Problem →
Could you copy out the items from the line containing "The medical imaging specialist has flagged the rough" through the end of the items, renaming "rough tree bark" to "coarse bark" and leaving everything else unchanged?

Data for this task →
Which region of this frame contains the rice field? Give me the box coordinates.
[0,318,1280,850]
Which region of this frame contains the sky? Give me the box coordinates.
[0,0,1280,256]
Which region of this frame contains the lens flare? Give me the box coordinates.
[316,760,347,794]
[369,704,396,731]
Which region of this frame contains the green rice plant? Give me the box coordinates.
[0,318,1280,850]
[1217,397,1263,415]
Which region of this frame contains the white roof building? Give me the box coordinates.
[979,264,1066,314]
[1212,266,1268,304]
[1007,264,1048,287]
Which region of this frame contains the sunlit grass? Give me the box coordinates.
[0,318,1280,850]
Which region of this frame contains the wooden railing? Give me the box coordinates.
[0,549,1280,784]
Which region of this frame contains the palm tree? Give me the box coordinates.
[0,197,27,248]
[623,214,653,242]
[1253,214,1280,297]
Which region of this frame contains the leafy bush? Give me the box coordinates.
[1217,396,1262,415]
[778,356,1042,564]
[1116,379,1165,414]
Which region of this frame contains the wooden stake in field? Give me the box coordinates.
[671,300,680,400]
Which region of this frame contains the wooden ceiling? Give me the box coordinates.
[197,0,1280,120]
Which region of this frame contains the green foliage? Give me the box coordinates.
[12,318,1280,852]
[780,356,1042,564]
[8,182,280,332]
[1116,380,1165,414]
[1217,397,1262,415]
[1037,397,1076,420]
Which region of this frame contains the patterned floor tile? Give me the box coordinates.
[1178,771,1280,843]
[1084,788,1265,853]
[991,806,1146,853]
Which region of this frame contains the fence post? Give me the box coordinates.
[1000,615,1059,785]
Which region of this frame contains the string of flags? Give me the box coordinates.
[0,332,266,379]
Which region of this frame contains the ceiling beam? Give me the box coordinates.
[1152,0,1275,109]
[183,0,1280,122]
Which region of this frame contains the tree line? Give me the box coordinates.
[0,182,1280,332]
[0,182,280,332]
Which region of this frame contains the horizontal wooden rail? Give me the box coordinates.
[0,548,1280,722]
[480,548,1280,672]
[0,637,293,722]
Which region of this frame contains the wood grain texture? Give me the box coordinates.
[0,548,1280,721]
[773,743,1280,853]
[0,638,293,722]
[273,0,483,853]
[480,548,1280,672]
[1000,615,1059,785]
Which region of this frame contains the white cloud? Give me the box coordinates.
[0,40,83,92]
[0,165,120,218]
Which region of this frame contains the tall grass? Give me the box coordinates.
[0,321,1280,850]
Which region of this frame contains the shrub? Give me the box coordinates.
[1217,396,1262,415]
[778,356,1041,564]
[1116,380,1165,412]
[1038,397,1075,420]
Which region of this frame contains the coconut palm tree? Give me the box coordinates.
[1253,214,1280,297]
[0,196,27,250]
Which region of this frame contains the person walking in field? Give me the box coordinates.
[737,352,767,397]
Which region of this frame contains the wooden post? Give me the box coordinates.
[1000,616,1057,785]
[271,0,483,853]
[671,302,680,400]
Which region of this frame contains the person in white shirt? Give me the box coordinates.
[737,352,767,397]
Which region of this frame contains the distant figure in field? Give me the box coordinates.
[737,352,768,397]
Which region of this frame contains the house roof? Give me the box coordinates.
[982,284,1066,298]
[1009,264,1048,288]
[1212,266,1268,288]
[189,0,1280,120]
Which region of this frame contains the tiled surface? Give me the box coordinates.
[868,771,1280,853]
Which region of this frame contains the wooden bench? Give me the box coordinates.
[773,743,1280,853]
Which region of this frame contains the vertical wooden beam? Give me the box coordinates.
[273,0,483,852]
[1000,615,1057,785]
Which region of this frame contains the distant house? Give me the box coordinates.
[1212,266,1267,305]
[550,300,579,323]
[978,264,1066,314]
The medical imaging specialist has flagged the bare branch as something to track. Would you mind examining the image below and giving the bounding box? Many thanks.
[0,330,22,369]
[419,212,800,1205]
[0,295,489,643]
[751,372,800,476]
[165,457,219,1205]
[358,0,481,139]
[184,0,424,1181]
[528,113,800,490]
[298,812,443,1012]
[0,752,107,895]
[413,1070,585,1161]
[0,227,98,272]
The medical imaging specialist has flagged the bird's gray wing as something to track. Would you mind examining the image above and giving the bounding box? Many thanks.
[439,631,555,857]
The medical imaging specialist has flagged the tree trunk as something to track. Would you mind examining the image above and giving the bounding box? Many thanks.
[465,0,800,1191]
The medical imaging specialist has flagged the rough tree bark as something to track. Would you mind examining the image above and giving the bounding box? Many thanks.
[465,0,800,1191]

Response to the exercise →
The medical imaging specialist has flagged the coarse bark as something to track. Would you mind examining the image above and giving the bounding box? Many thanks.
[465,0,800,1191]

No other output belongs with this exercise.